Extracted records
□ □ □ □
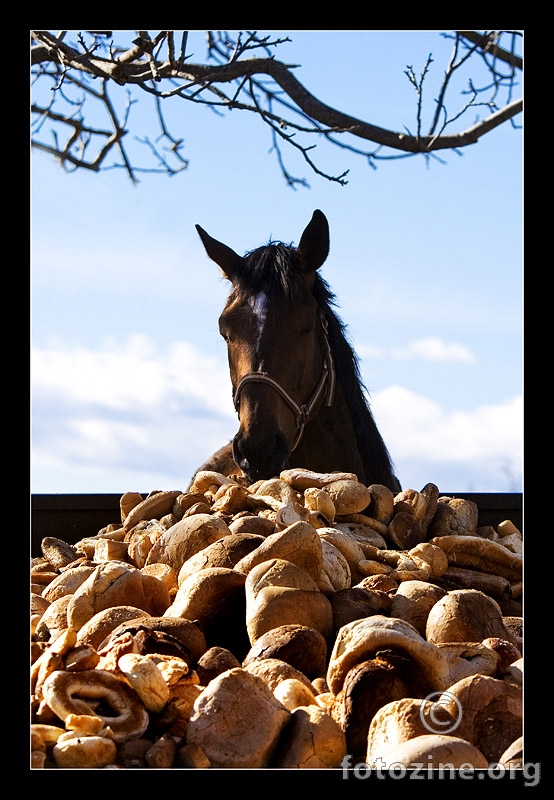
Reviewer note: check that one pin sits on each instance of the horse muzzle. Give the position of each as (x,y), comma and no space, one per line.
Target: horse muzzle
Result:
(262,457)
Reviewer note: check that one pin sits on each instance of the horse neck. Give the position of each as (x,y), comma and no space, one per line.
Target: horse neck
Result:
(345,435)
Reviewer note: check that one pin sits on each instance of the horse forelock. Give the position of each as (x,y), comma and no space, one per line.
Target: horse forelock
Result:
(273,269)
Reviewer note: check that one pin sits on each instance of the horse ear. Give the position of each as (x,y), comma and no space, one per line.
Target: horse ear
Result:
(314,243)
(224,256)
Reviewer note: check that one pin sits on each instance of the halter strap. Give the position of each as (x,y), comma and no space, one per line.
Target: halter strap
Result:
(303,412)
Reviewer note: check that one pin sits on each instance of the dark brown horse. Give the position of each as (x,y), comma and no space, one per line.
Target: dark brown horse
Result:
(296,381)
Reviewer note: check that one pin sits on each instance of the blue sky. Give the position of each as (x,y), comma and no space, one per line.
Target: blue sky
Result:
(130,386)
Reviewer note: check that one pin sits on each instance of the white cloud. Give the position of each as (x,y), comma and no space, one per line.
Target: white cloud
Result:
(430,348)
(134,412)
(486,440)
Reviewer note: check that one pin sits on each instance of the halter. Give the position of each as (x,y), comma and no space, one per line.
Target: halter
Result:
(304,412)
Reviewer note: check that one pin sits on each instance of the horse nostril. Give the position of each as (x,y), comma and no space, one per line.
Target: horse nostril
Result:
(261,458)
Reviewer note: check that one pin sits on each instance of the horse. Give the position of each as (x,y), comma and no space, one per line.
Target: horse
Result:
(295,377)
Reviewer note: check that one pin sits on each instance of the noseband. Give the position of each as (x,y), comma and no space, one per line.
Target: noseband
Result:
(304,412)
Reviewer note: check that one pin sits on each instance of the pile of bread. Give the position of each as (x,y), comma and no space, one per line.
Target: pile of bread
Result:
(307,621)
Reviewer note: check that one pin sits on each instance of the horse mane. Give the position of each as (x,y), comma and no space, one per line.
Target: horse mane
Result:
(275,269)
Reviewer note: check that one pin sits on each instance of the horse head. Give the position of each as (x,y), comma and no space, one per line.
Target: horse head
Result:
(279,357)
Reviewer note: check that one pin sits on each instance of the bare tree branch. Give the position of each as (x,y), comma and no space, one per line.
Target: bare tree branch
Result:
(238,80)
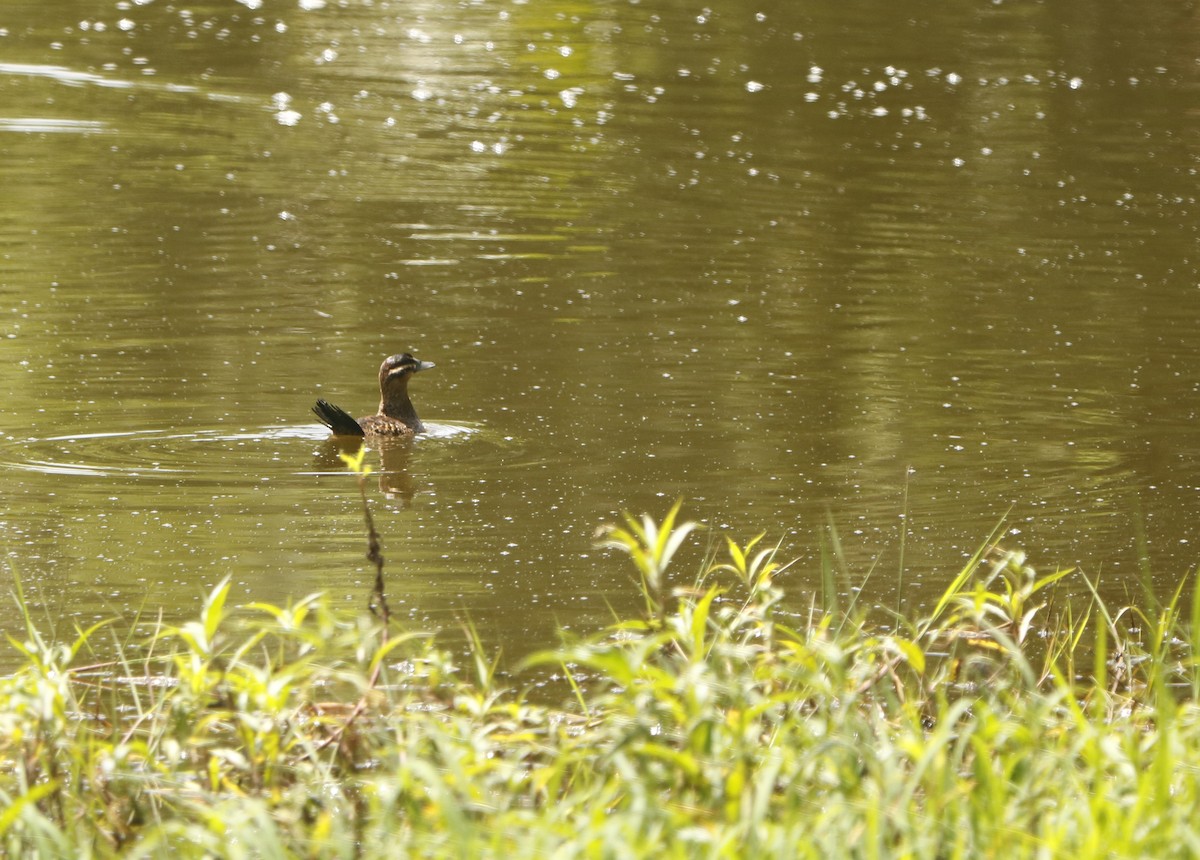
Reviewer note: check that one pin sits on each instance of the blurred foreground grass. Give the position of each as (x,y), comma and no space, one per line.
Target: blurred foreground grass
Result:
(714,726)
□ □ □ □
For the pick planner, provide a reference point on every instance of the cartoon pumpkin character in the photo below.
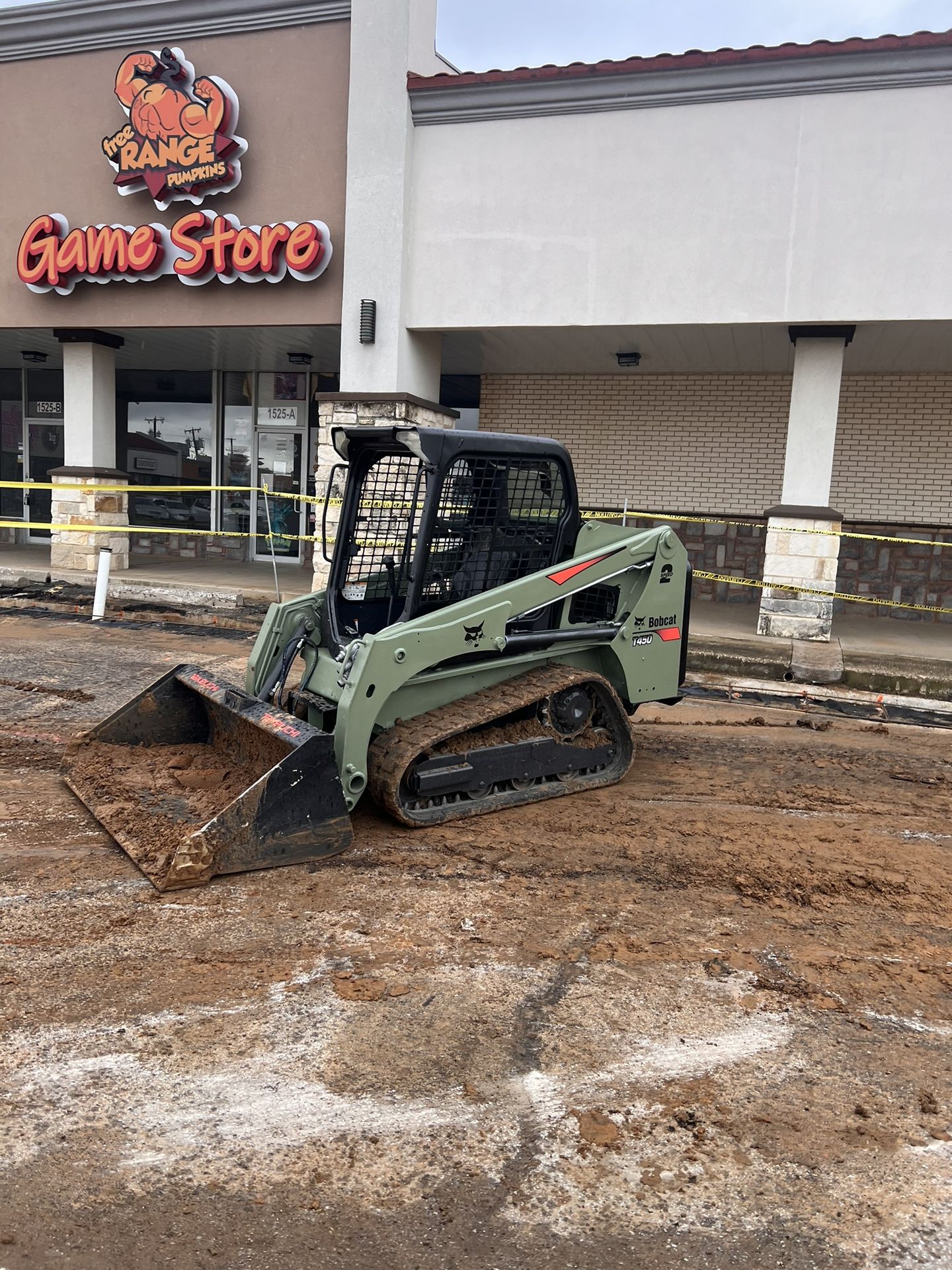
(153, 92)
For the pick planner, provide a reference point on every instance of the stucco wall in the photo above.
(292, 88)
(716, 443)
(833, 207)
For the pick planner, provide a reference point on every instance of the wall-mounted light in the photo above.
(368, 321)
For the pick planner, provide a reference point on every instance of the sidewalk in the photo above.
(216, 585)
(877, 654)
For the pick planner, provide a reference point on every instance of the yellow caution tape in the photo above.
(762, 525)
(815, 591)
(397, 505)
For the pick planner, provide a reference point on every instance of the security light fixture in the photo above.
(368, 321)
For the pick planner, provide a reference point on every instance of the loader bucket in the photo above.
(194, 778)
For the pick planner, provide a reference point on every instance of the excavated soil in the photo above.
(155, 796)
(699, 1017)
□ □ □ □
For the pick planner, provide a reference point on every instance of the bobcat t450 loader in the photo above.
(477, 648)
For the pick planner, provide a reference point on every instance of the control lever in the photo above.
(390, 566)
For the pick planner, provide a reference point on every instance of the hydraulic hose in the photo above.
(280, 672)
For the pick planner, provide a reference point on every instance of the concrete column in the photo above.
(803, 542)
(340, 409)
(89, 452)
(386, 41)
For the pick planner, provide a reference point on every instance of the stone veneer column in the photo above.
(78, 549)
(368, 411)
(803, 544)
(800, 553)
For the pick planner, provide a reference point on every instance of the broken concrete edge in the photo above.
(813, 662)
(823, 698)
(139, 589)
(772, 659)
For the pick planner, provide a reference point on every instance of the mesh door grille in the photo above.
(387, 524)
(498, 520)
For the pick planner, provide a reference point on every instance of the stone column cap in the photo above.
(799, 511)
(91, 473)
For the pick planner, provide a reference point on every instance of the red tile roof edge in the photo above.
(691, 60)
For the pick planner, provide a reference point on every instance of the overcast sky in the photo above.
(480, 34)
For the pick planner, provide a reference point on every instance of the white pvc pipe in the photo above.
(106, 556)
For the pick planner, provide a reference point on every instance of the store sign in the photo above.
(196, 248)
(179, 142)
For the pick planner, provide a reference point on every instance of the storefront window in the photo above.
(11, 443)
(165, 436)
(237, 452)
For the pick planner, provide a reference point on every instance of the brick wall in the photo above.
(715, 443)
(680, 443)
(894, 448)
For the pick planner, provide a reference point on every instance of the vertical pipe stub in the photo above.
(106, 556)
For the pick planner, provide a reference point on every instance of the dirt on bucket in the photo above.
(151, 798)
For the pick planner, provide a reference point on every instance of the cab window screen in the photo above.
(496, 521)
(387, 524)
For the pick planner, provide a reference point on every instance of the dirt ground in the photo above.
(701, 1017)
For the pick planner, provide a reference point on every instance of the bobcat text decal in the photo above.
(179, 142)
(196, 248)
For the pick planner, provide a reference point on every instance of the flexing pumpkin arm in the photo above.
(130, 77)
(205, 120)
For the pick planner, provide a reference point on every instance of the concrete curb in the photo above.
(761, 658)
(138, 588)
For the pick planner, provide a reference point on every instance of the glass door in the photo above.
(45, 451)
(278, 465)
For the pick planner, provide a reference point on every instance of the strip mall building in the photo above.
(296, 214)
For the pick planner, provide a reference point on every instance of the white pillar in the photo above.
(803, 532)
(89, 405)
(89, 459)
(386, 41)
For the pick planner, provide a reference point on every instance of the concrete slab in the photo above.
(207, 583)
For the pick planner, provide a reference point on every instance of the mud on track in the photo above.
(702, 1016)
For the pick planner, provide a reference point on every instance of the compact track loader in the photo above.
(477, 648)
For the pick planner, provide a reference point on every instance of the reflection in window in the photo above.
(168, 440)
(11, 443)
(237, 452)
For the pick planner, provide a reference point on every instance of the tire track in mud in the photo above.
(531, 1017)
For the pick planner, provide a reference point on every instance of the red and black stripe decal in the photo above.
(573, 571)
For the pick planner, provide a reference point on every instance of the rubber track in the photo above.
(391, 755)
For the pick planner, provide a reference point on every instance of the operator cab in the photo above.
□ □ □ □
▸ **Task**: In the data, from the line with "rubber track in the photo above." to the line with "cab in the photo above.", swap "pick planner" for "grasp planner" and change nothing else. Return only those lines.

▸ **Correct answer**:
For the grasp planner, provide a reference point on every instance of the rubber track in the photo above.
(391, 755)
For the grasp planner, provide a reference point on every instance of the operator cab in the photo above.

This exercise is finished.